Please return, unchanged, the lines below that start at the one containing "hair and place a point on every instance?" and run through the last line, both included.

● ● ●

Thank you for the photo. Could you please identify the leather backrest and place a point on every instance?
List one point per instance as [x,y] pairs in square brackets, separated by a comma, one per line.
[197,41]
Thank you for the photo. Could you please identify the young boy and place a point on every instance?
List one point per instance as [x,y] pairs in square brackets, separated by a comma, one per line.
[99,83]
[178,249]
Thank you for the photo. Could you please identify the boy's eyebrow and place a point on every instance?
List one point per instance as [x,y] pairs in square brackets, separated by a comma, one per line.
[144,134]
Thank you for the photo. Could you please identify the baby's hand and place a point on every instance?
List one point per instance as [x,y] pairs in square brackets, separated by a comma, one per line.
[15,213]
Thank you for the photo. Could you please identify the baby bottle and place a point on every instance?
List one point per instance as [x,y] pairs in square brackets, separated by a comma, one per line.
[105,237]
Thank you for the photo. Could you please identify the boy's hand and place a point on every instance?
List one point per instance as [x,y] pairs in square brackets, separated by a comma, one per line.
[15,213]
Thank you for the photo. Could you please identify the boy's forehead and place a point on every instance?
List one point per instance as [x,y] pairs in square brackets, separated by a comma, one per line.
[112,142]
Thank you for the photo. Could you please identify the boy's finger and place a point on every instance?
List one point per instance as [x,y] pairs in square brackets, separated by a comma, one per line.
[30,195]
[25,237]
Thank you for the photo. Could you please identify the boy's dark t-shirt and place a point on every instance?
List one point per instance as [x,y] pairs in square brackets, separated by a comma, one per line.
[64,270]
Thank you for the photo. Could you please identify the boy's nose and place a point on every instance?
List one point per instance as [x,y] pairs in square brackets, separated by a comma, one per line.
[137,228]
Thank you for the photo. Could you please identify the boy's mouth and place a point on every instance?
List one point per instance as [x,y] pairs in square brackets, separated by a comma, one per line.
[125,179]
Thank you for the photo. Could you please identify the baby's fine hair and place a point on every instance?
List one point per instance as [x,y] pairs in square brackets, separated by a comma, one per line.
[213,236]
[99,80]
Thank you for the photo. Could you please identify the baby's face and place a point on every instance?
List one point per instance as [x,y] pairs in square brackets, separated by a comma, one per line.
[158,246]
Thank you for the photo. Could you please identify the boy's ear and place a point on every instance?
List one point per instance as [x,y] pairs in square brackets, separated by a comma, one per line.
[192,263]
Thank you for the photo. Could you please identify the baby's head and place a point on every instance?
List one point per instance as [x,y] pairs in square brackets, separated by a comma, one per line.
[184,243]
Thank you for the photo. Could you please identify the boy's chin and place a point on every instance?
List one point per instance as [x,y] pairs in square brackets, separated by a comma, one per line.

● ● ●

--- Solution below ---
Thank you for the photo. Could you please identify the baby's fine hair and place a point on every instance?
List one point per instance as [x,y] pairs in square brackets, separated by a comma, one per line.
[213,236]
[99,80]
Thank you for the photo. Could you please identify the baby's face and place a point on every instance?
List one point per instance as [x,y] pairs in square brackets, separated by a comma, one per line.
[158,246]
Thank you for the photo. Could you please identify the boy's ear and place a point on every instance?
List one point per instance as [x,y] pairs in square brackets, separated by a comma, one per line.
[192,263]
Thank you for the photo. Could you please identify the baby's head and place a point on every instance?
List one point per instance as [x,y] pairs in square brackets, separated by a comma, one per line.
[184,243]
Thank you for the photo. Could you please identify the boy's chin and place a point on every instance?
List one point per instance as [x,y] pairs in square brackets, separated by a comma, one per line.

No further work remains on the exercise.